→ **WRITTEN TASK**
Update the material from its first line to the line with "<point>675,356</point>" by replacing "damaged signboard" with "broken sign" and leaving everything else unchanged. Return only those lines.

--- Start THE INPUT ---

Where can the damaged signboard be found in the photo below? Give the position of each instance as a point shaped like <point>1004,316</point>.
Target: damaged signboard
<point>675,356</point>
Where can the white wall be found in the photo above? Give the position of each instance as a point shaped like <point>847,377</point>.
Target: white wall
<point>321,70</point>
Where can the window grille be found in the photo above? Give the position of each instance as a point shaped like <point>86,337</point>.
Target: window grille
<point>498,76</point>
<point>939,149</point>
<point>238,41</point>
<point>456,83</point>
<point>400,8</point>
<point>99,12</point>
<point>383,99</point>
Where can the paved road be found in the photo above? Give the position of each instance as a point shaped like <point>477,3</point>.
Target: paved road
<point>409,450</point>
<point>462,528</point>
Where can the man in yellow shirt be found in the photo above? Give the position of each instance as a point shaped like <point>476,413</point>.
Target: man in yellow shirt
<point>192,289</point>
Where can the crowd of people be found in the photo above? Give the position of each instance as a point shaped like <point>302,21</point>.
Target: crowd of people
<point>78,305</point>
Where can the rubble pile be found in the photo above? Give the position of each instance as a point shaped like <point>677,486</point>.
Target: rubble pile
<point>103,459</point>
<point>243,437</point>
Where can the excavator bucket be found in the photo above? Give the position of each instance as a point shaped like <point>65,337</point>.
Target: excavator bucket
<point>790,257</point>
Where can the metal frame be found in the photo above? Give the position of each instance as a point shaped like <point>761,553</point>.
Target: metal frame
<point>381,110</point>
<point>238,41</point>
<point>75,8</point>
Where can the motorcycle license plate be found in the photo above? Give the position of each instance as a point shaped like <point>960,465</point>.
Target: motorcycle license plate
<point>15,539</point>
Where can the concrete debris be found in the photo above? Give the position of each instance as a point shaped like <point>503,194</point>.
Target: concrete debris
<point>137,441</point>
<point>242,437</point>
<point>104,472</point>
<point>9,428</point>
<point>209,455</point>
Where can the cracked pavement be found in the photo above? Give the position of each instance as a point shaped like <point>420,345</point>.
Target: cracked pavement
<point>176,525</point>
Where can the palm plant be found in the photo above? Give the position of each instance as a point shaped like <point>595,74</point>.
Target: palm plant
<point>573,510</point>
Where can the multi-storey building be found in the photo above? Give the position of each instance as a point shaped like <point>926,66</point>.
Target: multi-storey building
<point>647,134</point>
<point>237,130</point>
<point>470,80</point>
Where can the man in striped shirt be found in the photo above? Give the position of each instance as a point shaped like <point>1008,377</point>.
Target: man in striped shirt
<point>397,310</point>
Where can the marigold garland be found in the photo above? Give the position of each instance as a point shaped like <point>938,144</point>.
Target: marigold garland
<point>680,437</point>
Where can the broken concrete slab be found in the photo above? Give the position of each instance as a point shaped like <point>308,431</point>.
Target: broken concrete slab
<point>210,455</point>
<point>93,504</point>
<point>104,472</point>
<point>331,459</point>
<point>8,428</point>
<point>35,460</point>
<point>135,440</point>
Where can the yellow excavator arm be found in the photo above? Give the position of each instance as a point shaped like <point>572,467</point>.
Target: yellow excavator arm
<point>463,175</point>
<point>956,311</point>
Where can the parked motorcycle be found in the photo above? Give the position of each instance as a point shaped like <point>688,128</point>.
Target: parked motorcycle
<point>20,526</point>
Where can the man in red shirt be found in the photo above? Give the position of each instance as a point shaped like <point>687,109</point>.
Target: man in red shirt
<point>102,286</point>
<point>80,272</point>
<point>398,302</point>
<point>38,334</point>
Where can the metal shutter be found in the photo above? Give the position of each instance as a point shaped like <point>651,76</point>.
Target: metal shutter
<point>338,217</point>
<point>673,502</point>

--- End THE INPUT ---

→ **ANSWER TO THE EXERCISE**
Where can the broken sign be found in the photo below? Give the position of each instance as a point shaped like <point>1004,316</point>.
Target: broken sign
<point>675,356</point>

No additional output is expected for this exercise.